-- THINGS TO DO --
A – Reproduce the part of the ragwort disposal text starting at "Up-to-date information on" and ending at "of ragwort pollen.".
B – In the ragwort disposal text, what protective item is recommended to prevent breathing in ragwort pollen?

EXCERPT PROVIDED section start

Disposing of Ragwort in England
Correct disposal matters
An important part of ragwort control is the safe and effective disposal of the plant to help reduce the risk of further spread. It’s vital to ensure horses can’t access wilted or dead plants - these are more palatable and just as toxic.
What affects your disposal options?
• The amount of ragwort to be disposed of
• Facilities available on-site
• Local resources available.
Up-to-date information on the disposal options for common ragwort are available here. Realistically, not all the options are feasible for equestrian properties, so this guide highlights the most common methods
• Consider how you’ll dispose of ragwort at the same time as planning a control system
• Where possible, use on-site disposal
• If there is any risk of seeds being dispersed, the flower heads can be cut off and placed in sealed bags.
When handling ragwort (either live or dead plants) gloves must be worn and a facemask is recommended to prevent the inhalation of ragwort pollen.
• Bury ragwort in manure heaps
• Use ragwort as animal bedding
• Dig, bury or plough ragwort into the ground
• Attempt to dry ragwort where animals could access it
• Allow seed dispersal from plants awaiting disposal
• Transport ragwort unnecessarily
• Transport ragwort unless it is in sealed bags or containers.
Domestic refuse collections are for domestic premises only, subject to Local Authority approval.

EXCERPT PROVIDED section end
SUPPLIED RECORDS section start

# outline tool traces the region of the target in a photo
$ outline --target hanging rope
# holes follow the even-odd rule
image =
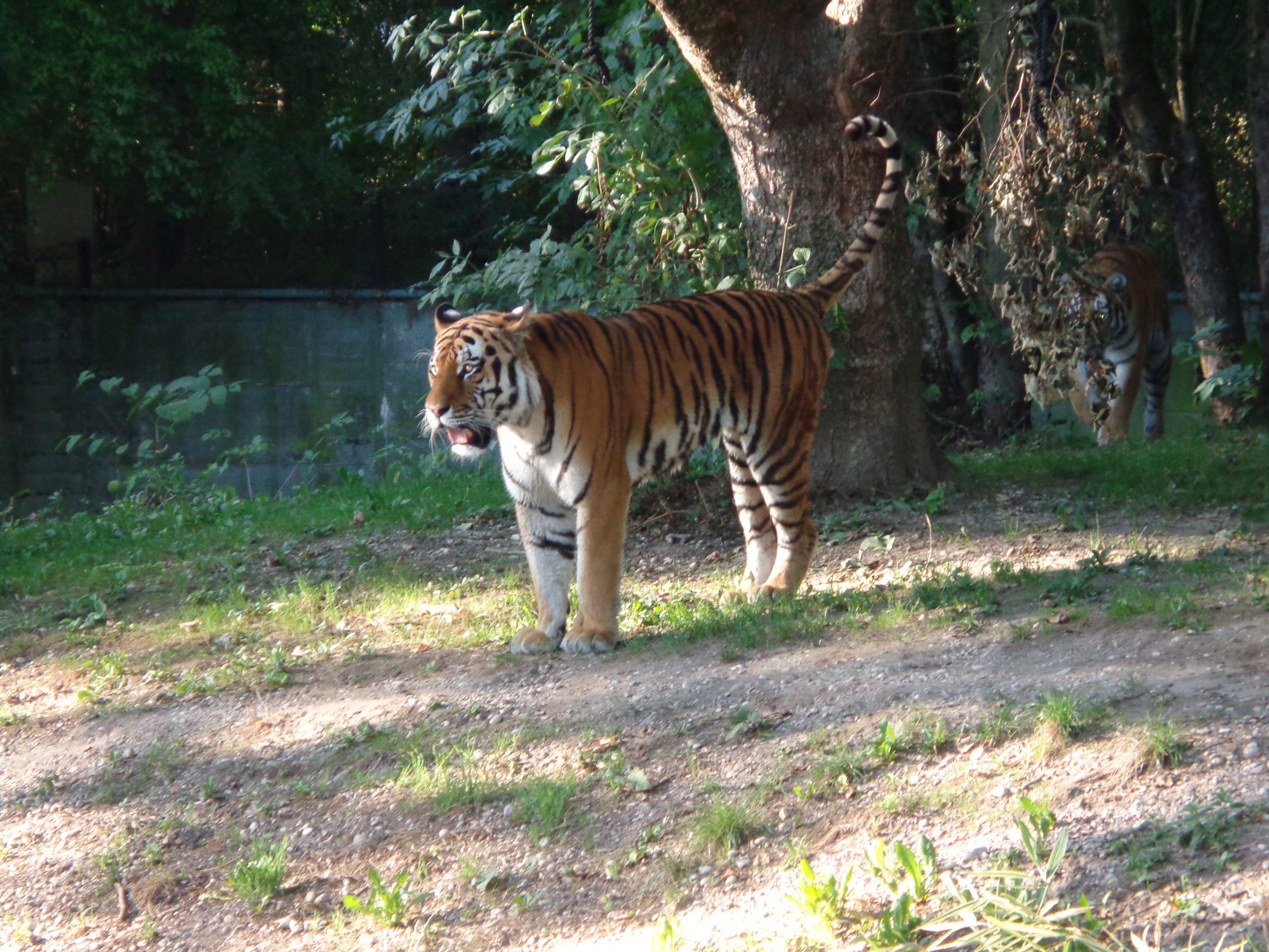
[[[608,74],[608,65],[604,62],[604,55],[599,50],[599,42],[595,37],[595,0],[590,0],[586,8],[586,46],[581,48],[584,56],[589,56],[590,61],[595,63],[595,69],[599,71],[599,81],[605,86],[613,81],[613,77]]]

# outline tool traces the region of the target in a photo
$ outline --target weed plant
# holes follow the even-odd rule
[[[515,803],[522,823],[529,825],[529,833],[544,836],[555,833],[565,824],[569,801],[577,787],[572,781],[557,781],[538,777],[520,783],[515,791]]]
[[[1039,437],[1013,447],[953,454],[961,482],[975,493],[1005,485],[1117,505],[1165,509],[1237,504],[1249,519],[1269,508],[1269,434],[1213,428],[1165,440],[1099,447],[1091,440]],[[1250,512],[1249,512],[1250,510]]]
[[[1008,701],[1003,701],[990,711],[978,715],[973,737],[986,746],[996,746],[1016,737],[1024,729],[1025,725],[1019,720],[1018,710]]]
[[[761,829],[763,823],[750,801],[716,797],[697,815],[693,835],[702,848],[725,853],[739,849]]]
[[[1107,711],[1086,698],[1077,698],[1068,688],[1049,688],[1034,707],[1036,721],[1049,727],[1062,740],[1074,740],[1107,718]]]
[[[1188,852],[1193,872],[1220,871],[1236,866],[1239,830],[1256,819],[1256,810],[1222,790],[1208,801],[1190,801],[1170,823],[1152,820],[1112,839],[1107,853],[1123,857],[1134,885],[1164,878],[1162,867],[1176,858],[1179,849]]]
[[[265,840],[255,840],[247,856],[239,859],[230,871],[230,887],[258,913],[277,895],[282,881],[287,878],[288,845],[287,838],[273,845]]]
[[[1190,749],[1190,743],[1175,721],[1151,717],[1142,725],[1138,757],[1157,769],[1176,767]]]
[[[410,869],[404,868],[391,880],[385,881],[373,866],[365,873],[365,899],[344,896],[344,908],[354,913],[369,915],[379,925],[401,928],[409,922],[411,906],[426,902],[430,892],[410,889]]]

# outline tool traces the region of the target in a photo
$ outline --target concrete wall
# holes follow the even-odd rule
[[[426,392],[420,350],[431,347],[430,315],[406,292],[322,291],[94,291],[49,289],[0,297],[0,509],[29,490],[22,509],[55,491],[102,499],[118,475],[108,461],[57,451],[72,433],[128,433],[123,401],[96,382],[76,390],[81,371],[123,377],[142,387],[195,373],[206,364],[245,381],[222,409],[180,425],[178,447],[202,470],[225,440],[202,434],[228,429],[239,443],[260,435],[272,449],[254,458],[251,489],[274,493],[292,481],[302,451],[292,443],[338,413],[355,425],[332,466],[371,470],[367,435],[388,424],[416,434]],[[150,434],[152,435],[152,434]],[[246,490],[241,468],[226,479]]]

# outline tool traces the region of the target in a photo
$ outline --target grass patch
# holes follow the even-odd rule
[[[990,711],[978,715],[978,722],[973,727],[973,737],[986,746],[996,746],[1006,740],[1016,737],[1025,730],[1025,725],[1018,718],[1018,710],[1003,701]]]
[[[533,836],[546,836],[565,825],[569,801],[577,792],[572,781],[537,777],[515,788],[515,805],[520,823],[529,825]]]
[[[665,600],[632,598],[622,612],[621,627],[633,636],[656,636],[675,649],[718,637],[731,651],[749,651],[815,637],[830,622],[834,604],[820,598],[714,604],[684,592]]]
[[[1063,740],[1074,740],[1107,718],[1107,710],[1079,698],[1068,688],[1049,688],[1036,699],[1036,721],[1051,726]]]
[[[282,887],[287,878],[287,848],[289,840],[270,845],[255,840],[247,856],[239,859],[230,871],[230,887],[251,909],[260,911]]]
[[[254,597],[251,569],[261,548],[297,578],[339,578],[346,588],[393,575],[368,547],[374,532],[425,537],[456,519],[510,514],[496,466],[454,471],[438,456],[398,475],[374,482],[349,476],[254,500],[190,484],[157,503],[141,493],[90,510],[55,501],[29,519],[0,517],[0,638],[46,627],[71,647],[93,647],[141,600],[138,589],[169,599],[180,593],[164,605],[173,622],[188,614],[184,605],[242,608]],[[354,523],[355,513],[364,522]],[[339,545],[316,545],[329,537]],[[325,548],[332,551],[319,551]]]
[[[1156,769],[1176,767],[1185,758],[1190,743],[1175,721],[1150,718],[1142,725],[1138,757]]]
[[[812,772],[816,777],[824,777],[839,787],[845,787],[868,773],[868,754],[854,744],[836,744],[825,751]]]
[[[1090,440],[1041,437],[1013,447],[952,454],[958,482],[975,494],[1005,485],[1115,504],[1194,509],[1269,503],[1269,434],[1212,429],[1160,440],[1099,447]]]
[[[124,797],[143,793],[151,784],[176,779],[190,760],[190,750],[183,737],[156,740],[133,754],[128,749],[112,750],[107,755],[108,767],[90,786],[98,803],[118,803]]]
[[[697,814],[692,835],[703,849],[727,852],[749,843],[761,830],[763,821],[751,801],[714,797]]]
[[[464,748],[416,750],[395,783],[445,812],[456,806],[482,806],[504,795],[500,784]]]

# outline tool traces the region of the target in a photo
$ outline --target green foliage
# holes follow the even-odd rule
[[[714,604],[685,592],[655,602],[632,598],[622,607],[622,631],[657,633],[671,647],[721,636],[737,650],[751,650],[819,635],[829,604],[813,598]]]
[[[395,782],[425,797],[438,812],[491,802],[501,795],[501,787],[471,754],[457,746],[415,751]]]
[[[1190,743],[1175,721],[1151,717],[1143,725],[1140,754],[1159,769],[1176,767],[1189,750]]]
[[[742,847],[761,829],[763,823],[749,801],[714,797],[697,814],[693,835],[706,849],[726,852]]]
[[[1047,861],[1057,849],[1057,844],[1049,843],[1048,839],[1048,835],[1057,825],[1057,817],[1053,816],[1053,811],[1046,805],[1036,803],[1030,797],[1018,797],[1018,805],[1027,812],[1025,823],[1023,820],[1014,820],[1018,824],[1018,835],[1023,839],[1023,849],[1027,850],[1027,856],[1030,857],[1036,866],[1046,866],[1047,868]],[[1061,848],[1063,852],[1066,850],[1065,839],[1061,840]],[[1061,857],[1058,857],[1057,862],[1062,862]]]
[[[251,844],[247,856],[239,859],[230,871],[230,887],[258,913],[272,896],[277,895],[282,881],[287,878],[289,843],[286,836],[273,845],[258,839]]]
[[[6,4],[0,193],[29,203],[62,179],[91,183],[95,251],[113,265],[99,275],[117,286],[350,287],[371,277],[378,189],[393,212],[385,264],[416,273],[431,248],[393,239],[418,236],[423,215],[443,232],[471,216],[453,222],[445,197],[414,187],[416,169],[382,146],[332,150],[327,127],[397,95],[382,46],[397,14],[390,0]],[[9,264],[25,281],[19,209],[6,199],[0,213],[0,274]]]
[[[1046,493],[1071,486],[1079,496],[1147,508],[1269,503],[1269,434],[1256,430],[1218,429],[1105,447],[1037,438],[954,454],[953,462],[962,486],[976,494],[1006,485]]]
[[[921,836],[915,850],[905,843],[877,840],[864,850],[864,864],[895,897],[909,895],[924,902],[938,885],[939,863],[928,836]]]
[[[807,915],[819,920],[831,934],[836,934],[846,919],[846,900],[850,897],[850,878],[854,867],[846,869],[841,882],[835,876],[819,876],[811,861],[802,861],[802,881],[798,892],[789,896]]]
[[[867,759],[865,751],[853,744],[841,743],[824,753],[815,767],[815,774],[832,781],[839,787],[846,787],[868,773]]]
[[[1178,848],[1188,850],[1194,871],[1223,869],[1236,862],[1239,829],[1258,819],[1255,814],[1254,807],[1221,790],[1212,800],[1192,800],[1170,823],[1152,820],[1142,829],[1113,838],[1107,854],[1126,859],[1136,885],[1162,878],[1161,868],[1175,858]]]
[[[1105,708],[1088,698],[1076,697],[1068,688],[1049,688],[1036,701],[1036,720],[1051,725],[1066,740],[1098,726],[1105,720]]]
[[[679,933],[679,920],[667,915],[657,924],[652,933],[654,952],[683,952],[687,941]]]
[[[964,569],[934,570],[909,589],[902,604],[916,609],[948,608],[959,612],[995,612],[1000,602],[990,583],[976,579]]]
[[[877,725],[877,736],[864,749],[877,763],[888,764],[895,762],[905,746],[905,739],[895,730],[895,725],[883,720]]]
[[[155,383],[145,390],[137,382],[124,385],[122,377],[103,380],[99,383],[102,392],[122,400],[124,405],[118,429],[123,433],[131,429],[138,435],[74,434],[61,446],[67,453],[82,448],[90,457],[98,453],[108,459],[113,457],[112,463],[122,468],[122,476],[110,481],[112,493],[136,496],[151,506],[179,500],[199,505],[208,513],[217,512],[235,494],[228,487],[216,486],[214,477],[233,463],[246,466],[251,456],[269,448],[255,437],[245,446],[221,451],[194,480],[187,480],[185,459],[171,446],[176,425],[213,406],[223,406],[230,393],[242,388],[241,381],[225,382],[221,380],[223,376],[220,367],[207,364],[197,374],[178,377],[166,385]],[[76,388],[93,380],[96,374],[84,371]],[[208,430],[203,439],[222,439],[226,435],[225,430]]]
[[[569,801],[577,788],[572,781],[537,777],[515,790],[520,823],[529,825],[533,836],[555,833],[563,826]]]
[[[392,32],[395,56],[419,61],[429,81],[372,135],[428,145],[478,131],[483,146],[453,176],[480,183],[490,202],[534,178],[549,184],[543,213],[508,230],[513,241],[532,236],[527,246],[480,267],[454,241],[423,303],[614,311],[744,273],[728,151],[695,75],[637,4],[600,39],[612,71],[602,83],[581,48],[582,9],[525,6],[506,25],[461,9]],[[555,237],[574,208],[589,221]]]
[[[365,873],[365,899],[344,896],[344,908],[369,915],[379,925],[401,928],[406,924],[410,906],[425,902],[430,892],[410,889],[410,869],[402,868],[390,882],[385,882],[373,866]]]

SUPPLIED RECORDS section end

-- RESPONSES TO THE TASKS --
A –
Up-to-date information on the disposal options for common ragwort are available here. Realistically, not all the options are feasible for equestrian properties, so this guide highlights the most common methods
• Consider how you’ll dispose of ragwort at the same time as planning a control system
• Where possible, use on-site disposal
• If there is any risk of seeds being dispersed, the flower heads can be cut off and placed in sealed bags.
When handling ragwort (either live or dead plants) gloves must be worn and a facemask is recommended to prevent the inhalation of ragwort pollen.

B – A facemask.